- _The records_:
======
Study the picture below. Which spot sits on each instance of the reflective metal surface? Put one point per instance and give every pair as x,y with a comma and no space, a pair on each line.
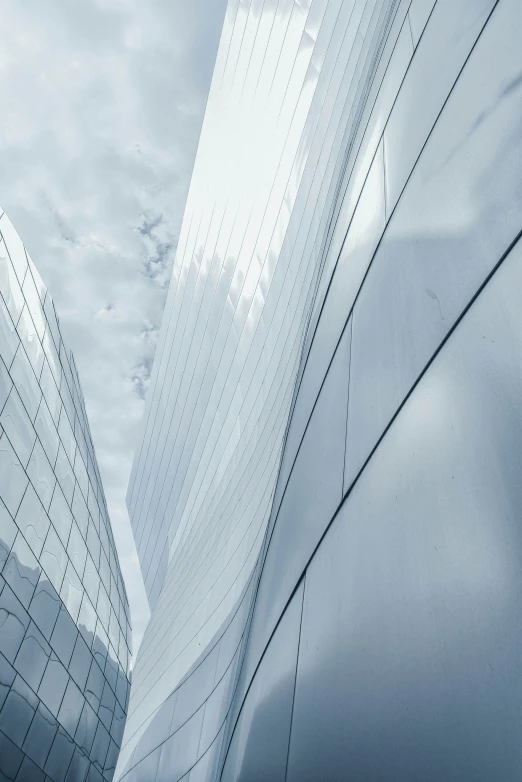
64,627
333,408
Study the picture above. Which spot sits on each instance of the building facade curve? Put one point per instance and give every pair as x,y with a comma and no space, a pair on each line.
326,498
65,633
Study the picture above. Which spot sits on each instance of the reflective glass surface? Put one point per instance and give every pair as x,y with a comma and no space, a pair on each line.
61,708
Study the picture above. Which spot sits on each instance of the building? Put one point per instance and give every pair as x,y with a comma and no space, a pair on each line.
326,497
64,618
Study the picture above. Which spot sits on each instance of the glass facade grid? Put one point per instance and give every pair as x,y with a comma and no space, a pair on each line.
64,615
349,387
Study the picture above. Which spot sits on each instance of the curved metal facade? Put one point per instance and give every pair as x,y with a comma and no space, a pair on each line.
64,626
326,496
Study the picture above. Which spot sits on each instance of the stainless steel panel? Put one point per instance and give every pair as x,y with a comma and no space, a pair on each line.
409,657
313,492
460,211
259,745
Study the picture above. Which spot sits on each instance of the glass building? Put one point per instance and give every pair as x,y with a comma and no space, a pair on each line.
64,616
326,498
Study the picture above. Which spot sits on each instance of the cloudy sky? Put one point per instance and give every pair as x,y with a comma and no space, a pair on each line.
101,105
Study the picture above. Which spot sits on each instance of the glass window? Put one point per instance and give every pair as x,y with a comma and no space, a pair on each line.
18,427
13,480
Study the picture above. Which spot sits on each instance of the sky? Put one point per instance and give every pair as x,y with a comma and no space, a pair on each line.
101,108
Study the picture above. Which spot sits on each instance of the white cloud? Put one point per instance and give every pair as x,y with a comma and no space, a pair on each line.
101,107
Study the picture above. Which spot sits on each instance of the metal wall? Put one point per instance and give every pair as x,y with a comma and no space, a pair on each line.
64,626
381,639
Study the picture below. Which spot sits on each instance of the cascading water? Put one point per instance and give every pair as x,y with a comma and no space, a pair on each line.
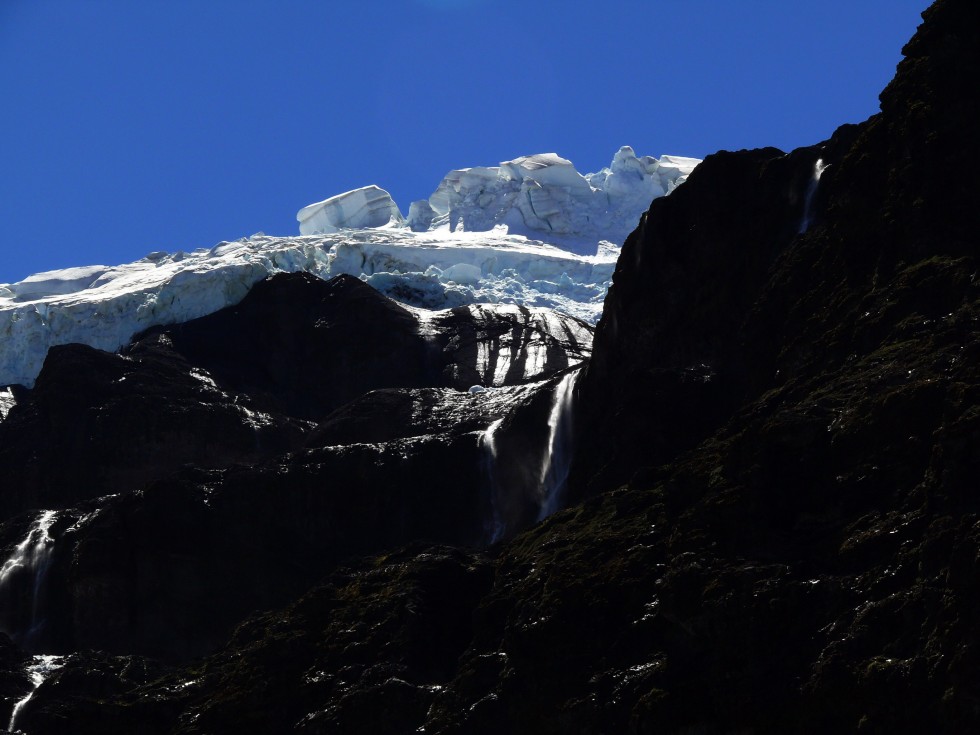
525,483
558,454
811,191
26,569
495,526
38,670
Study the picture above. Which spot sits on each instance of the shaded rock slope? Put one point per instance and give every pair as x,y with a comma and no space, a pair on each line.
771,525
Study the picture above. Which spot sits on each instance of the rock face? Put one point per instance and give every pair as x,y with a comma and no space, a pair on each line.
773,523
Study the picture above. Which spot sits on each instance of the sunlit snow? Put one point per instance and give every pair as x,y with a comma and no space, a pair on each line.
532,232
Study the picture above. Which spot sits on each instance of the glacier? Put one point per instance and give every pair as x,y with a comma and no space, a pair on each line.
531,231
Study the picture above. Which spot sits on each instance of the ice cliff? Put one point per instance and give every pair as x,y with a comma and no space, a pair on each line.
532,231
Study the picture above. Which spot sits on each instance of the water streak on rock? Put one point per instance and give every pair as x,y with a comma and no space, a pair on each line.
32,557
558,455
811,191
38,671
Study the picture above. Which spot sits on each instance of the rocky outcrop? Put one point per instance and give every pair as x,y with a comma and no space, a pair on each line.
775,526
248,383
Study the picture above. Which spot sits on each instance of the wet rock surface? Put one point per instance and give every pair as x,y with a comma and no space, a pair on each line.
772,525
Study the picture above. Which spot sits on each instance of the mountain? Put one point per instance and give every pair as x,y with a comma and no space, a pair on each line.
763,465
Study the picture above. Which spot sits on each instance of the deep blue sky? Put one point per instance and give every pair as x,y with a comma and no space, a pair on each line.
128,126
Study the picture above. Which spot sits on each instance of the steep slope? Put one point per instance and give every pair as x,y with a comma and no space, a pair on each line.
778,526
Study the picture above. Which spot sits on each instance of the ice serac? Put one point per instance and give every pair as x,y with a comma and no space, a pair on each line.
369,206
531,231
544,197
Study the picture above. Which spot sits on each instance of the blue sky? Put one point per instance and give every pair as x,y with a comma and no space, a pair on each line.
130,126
======
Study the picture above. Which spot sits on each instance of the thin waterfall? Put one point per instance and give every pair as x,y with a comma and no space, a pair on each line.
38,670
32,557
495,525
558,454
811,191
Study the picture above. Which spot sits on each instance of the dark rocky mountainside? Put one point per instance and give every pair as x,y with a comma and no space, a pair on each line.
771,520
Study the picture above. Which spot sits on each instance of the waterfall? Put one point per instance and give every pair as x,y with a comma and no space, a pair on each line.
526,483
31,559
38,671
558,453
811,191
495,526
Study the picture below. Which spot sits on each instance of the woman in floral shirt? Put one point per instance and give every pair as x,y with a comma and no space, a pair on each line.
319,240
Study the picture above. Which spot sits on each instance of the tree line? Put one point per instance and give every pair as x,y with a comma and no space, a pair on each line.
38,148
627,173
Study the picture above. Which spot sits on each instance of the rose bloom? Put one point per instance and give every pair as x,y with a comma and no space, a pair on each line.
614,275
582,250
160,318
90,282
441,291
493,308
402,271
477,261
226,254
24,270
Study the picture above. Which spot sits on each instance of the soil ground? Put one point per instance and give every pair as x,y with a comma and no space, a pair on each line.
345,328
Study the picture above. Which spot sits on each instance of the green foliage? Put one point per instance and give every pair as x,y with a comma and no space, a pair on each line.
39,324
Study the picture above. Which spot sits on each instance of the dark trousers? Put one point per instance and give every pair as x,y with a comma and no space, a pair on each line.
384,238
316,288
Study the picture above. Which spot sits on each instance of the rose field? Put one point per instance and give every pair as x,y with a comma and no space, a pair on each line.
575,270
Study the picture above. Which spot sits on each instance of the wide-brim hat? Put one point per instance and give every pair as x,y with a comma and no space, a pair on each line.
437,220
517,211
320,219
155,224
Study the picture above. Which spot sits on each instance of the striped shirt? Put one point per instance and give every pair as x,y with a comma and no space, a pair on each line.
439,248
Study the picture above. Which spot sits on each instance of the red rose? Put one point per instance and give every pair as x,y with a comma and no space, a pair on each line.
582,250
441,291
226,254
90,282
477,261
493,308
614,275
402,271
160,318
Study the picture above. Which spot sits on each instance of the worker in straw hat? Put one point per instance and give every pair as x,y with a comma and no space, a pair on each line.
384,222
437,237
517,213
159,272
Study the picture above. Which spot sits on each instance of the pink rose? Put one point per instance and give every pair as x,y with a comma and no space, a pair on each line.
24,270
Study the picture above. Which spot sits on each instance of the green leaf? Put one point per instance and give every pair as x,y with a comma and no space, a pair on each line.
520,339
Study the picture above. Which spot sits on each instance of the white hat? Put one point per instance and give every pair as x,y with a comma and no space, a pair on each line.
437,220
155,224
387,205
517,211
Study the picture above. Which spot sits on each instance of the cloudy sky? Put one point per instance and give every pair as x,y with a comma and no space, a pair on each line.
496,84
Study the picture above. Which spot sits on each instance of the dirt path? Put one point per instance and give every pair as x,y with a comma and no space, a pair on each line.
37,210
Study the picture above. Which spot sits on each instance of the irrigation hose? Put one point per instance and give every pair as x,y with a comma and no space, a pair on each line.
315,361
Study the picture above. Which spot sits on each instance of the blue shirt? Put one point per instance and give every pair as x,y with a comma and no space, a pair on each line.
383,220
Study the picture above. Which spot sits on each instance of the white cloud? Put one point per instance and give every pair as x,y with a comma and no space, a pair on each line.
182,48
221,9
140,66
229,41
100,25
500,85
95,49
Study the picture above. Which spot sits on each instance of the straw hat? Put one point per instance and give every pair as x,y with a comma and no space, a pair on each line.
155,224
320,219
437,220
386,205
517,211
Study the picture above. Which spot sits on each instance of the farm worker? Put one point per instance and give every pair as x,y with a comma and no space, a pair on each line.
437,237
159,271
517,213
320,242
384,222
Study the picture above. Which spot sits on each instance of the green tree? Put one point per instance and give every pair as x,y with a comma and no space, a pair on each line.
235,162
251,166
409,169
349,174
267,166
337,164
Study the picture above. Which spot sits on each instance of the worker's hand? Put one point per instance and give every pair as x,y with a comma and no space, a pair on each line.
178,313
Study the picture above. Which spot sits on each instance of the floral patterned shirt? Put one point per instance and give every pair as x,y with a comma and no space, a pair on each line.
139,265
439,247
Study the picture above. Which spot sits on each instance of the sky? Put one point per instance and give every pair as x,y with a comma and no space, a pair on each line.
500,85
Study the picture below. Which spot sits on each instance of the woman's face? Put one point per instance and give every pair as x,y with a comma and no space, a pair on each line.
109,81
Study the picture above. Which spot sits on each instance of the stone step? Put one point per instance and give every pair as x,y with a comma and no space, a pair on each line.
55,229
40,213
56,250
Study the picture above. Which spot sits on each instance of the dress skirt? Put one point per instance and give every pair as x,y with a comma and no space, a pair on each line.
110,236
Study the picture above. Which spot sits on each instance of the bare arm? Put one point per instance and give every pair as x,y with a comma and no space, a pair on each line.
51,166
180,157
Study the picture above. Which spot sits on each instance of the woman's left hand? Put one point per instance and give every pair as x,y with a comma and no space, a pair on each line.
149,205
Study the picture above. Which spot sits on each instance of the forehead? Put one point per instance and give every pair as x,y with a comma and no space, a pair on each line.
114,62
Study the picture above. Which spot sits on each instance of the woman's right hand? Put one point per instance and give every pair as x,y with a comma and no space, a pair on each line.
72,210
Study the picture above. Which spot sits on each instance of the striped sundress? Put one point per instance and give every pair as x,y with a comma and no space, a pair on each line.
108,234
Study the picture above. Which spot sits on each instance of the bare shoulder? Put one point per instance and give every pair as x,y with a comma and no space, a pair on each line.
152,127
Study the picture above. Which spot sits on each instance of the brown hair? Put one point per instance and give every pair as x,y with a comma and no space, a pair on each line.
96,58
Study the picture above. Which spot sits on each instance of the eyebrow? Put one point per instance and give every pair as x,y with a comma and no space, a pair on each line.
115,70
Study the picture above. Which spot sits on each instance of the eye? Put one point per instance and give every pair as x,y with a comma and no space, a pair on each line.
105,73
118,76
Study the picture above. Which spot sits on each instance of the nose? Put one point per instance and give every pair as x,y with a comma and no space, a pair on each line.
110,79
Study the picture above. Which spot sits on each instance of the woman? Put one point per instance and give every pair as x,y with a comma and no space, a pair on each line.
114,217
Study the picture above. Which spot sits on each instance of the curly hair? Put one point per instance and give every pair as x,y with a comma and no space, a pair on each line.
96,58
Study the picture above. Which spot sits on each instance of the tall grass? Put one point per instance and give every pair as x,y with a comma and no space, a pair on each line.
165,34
======
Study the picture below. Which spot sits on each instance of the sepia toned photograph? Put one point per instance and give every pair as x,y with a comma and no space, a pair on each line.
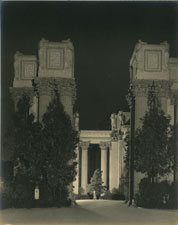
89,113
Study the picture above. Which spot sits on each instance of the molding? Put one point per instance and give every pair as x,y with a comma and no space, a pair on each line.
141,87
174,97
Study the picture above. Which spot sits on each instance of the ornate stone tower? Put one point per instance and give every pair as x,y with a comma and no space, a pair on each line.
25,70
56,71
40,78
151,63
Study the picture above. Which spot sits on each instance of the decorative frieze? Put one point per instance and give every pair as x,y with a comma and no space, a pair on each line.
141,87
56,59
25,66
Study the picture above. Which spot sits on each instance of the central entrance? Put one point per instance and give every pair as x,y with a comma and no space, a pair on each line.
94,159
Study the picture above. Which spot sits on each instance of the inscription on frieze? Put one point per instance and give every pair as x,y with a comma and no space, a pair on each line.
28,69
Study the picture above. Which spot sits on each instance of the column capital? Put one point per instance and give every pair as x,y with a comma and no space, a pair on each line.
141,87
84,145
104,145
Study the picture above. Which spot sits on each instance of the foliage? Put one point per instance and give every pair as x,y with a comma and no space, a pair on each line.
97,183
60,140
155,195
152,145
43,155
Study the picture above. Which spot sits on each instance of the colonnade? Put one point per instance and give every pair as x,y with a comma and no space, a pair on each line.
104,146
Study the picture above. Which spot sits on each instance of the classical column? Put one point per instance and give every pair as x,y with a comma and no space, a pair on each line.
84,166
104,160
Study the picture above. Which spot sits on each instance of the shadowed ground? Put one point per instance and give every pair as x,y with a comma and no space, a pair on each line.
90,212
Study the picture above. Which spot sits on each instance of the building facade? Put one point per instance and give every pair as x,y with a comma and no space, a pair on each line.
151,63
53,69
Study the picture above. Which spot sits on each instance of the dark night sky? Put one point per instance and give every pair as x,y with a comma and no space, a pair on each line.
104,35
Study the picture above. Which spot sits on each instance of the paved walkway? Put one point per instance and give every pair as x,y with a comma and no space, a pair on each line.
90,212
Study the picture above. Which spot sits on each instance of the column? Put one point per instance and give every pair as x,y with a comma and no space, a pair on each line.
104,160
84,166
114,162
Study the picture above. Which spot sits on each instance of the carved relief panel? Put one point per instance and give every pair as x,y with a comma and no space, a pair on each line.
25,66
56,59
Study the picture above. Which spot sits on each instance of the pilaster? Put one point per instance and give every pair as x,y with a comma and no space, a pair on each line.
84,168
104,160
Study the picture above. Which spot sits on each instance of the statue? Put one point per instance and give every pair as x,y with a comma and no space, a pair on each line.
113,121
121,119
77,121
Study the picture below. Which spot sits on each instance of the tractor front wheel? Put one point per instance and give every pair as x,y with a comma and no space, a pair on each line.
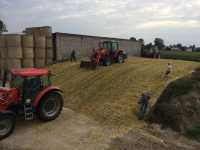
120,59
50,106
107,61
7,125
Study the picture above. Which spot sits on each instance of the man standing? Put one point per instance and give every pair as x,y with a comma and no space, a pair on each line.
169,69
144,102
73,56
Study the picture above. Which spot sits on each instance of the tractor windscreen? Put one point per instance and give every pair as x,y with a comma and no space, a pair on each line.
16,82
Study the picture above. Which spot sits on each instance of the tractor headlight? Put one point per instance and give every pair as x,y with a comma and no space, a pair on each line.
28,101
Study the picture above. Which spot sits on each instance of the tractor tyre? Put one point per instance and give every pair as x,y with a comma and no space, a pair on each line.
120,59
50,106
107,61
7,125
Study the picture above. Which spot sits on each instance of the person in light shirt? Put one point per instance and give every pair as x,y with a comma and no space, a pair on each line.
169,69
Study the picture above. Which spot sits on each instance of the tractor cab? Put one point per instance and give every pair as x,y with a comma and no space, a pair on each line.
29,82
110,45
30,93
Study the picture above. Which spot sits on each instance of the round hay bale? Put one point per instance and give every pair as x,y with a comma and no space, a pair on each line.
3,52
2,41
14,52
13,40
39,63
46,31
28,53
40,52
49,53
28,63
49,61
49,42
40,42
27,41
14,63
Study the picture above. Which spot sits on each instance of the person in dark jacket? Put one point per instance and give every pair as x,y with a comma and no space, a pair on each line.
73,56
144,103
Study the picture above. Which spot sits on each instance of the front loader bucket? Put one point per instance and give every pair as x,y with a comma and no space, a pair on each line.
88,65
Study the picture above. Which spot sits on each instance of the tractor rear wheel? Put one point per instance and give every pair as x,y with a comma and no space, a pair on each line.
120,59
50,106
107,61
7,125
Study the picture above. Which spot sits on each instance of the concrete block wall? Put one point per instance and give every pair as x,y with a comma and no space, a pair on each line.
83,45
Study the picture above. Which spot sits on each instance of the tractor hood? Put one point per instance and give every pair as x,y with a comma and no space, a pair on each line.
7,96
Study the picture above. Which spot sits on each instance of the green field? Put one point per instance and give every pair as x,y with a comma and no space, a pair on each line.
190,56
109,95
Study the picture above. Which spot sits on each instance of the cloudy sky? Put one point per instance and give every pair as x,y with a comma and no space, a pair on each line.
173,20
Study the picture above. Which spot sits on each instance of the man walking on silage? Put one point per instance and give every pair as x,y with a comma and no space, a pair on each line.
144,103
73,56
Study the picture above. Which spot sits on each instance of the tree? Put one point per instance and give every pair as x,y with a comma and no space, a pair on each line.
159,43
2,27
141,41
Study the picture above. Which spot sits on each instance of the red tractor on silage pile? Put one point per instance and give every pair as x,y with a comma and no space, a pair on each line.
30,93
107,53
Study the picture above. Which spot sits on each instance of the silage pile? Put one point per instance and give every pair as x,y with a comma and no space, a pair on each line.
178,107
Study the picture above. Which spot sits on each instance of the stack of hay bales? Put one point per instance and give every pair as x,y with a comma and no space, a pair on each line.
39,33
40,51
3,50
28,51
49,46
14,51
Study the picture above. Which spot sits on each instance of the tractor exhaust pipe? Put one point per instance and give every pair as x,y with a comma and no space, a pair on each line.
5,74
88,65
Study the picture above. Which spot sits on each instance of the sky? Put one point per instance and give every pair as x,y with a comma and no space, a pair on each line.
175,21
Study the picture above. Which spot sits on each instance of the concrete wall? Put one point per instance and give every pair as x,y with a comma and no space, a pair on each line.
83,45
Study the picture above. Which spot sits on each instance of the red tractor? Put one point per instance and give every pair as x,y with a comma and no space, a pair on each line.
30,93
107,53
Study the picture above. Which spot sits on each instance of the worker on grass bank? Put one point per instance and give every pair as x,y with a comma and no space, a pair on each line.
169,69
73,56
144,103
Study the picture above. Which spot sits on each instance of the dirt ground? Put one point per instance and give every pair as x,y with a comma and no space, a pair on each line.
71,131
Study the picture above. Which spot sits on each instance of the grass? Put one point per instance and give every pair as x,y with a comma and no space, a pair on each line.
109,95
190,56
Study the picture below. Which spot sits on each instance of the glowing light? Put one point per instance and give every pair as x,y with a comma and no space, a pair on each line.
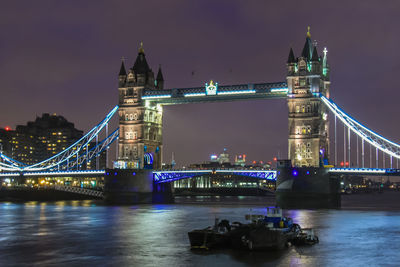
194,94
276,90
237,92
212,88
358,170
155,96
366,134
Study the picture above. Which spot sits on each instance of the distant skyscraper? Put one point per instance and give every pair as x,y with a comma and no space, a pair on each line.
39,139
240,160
======
- _Task brief_: Gather every line above that contains the string "surface" and copy each one in full. Treat uppercase and lowercase as different.

- _Result of this exercise_:
Study the picture below. Which spot sits on each instance of the reflective metal surface? Put one point per instance and give every pair as x,y with a comma and no space, a pair on each line.
Study the picture above. Which spot sits on each instance of the reflective glass surface? Put one point per instance and give every pair as x,y with a comma and no space, a pair on each line.
Study the picture above. Which spot sits on each instance of the wet rock surface? Put one point per instance and give every pair as x,y with a comma and no space, a pair on each line.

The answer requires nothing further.